▸ **Try it**
Whenever the word "brick" appears on a line of the material below, that line is counted; state the total alone.

▸ **The records**

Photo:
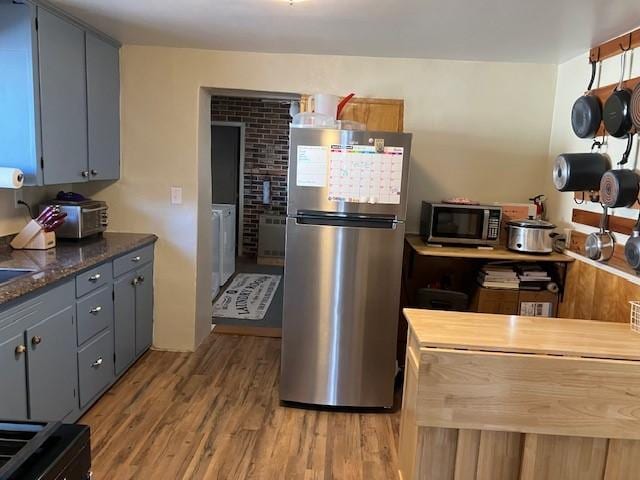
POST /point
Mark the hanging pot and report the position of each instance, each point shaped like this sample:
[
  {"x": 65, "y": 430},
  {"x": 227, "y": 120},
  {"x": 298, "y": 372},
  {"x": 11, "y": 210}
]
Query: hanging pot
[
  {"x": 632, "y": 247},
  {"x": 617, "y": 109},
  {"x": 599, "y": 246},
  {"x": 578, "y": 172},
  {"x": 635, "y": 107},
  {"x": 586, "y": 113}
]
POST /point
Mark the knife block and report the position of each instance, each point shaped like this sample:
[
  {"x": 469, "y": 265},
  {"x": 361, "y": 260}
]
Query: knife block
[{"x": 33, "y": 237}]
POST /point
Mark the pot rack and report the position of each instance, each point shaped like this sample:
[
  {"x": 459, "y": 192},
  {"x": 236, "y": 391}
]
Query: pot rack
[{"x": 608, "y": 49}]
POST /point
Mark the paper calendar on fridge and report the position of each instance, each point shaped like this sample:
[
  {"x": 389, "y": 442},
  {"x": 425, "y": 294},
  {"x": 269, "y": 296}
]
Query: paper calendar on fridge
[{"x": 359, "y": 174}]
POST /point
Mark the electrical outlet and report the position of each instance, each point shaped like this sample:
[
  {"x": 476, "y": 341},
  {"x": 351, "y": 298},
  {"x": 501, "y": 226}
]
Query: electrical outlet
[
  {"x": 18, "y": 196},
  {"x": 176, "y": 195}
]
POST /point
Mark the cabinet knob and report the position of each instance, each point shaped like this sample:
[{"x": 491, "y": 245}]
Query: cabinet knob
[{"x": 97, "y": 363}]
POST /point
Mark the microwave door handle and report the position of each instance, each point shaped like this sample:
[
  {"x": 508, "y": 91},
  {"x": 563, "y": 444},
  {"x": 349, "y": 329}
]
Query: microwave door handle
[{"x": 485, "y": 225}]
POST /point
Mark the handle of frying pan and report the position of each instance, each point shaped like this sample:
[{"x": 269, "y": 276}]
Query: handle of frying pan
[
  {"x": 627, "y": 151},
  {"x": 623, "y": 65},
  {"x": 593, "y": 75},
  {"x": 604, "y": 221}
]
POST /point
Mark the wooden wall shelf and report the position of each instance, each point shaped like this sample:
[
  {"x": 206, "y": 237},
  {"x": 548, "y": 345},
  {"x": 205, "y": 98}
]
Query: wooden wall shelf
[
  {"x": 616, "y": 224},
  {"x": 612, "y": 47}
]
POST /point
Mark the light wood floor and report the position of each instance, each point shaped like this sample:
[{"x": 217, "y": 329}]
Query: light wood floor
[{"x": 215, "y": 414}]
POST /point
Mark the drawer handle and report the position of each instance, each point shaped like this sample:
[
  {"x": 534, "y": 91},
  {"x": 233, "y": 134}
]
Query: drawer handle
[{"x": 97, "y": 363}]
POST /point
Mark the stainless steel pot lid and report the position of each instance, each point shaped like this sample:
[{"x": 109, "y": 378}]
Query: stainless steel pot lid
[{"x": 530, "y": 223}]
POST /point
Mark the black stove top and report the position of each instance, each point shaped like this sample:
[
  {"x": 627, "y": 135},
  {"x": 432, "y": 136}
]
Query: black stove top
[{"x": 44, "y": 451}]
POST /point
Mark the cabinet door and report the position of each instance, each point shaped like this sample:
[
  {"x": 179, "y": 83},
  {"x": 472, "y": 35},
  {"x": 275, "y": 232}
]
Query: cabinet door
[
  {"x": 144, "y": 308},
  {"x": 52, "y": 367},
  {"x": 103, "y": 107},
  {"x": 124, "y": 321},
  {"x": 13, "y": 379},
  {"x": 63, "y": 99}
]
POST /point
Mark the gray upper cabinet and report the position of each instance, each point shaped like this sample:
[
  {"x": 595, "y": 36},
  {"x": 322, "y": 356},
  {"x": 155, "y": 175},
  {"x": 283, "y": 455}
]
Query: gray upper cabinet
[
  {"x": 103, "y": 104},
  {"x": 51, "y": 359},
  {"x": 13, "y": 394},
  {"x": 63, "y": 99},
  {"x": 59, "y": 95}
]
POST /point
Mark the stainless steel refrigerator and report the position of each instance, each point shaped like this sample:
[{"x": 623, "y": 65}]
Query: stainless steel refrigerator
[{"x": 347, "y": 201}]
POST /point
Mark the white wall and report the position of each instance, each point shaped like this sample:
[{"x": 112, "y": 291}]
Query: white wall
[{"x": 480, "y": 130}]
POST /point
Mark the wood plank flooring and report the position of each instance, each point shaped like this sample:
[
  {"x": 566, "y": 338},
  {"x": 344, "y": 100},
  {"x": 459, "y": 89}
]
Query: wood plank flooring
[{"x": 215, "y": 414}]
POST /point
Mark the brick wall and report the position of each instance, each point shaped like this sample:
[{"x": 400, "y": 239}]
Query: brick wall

▸ **Reply**
2